[[ EXCERPT TO READ, beginning ]]

Guidance on Authorship

This page provides general guidance on assigning authorship and acknowledging sources of support in publications.

Definition of Author

According to the International Committee of Medical Journal Editors (ICMJE) recommendations an author should meet all four criteria:

  • Substantial contributions to the conception or design of the work; or the acquisition, analysis, or interpretation of data for the work; AND
  • Drafting the work or revising it critically for important intellectual content; AND
  • Final approval of the version to be published; AND
  • Agreement to be accountable for all aspects of the work in ensuring that questions related to the accuracy or integrity of any part of the work are appropriately investigated and resolved.

Many journals now require that each author outlines their contribution substantiating their role and thus their ability to claim authorship.

Multi-authored Publications

Multi-investigator research teams differ significantly from the individual faculty/graduate student research teams. This situation may be especially true in the era of team science. In particular, the former may consist of colleagues from various disciplines who perform different functions. Sometimes, no single person understands the totality of the research.

With this in mind, the following are guidelines for scholarly manuscripts emanating from multi-investigator (multi-specialty) research. The goal is to keep these fundamental and straightforward. As a consequence, the guidelines attempt to address all scholarly collaborations which anticipate multiple authors.

Principal investigators and senior faculty have responsibilities to assure the overall cohesiveness and validity of the publications on which they appear as coauthors.

  • All authors in a group effort have a shared responsibility for the published result and should have the opportunity to review all sample preparation procedures and data and all data acquisition and analysis procedures.

[[ EXCERPT TO READ, end ]]
[[ RECORDED INFORMATION, beginning ]]

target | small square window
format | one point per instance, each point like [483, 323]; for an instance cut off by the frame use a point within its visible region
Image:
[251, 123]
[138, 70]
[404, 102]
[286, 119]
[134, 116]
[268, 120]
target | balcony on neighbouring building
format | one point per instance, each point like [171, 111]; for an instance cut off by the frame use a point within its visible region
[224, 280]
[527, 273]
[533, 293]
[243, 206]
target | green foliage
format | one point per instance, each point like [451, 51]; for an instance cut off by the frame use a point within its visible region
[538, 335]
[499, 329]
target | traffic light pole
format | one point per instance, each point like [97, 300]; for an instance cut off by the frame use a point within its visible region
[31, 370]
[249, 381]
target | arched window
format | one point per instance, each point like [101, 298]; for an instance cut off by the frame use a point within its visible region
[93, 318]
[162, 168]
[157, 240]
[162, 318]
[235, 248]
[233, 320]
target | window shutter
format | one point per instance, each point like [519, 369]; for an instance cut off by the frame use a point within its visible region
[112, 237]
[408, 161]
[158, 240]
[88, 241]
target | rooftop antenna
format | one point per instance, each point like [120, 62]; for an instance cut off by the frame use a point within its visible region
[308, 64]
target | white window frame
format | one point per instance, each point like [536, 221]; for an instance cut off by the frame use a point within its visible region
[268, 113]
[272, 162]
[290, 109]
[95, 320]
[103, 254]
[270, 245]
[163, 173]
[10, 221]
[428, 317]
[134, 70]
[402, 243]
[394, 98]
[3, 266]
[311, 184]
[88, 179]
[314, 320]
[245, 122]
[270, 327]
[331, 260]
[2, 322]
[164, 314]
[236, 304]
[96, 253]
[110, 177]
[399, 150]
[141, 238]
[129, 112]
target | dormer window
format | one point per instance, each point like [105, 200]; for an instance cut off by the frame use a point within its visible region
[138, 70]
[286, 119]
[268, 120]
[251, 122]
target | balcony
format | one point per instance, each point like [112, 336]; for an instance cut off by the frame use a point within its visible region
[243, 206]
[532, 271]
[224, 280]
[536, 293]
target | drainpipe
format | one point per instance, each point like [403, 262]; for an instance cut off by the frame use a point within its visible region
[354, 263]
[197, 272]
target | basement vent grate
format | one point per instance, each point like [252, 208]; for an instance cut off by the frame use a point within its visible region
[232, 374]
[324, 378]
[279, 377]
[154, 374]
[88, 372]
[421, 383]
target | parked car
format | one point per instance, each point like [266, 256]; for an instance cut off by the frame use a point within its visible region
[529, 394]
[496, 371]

[[ RECORDED INFORMATION, end ]]

§ **REQUIRED ACTION A**
In the authorship guidance, list the four criteria that the ICMJE recommendations say an author should meet.
§ **REQUIRED ACTION B**
According to the authorship guidance, who has responsibilities to assure the overall cohesiveness and validity of the publications on which they appear as coauthors?
§ **REQUIRED ACTION C**
Pick up the authorship guidance after its last sentence and continue it.
The listing is separate material and has no connection to the authorship guidance.

§ **FINAL ANSWER A**
- Substantial contributions to the conception or design of the work, or the acquisition, analysis, or interpretation of data for the work
- Drafting the work or revising it critically for important intellectual content
- Final approval of the version to be published
- Agreement to be accountable for all aspects of the work in ensuring that questions related to the accuracy or integrity of any part of the work are appropriately investigated and resolved

§ **FINAL ANSWER B**
Principal investigators and senior faculty.

§ **FINAL ANSWER C**
  • Each author in a group effort should have access to the manuscript before submission for publication and should agree to his or her inclusion as a coauthor. All potential authors should know about the manuscript preparation.
  • Early in the project, each research group should define appropriate practices for the maintenance of data.

Disclosure of Research Funding and Other Support

In all scientific and scholarly publications and all manuscripts submitted for publication, authors should acknowledge the sources of support for all activities leading to and facilitating the preparation of the publication or manuscript, including, but not limited to:

  • grant, contract, and gift support;
  • salary support, if other than institutional funds. Note that salary support that is provided to the University by an external entity does not constitute institutional funds by virtue of being distributed by the University, and
  • technical or other support if substantive and meaningful to the completion of the project.

NIH Public Access Policy

To advance science and improve human health, NIH makes the peer-reviewed articles it funds publicly available on PubMed Central. The NIH public access policy requires scientists to submit final peer-reviewed journal manuscripts that arise from NIH funds to PubMed Central immediately upon acceptance for publication.